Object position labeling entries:
# # # # #

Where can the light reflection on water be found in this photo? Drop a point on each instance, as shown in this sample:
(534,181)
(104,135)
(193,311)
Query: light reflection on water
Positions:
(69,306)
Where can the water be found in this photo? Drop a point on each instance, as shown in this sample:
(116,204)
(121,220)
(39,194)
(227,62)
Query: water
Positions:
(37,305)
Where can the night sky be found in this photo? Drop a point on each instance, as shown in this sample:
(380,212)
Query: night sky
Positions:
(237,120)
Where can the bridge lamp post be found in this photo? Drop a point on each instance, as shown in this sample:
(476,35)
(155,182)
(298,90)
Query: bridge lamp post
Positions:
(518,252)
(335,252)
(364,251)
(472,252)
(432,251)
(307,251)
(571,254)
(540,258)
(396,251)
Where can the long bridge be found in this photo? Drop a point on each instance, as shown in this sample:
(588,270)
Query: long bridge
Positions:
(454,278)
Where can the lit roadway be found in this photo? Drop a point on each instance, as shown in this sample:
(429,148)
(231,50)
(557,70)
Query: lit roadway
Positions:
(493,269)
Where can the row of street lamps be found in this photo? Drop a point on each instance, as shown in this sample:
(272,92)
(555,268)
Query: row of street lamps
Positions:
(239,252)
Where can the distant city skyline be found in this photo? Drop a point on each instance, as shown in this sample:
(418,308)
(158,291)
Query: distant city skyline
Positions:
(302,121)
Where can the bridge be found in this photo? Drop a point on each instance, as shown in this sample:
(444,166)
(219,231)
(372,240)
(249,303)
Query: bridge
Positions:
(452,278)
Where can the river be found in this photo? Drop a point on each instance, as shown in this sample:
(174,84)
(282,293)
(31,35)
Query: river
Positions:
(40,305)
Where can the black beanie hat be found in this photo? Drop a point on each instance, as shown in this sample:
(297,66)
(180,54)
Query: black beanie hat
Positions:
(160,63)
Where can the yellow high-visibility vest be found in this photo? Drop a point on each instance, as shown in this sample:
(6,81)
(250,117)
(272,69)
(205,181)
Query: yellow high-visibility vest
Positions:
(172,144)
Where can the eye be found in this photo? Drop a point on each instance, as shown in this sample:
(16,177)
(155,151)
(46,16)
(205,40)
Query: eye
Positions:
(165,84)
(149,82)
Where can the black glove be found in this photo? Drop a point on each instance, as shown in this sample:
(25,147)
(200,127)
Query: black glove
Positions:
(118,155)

# # # # #

▸ Task to complete
Copy out exactly the lines between the line with "Where can the bridge be" and the last line of the entries, counting both of those lines.

▸ The solution
Where can the bridge be found in this photo? Drop a point on each instance, as shown in this sample:
(444,166)
(219,231)
(372,240)
(249,303)
Query: bridge
Positions:
(452,278)
Where can the river be found in this photo? Drop a point on each instance, as shown in this sample:
(174,84)
(282,293)
(31,35)
Query: river
Positions:
(40,305)
Where can the black beanie hat be found in this photo? Drop a point on each instance, as shown in this sample:
(297,66)
(180,54)
Query: black beanie hat
Positions:
(160,63)
Where can the yellow high-visibility vest be found in this photo? Drop a point on each instance, as shown in this sample:
(6,81)
(250,117)
(272,69)
(205,181)
Query: yellow high-visibility vest
Positions:
(172,144)
Where can the eye be found in this photo? Drop a point on each instance, as shown in this sample:
(16,177)
(155,151)
(46,16)
(205,40)
Query: eye
Positions:
(165,84)
(149,82)
Where can the black glove be found in this photo? Drop a point on each instance, as shown in this sample:
(25,147)
(200,127)
Query: black glove
Positions:
(118,155)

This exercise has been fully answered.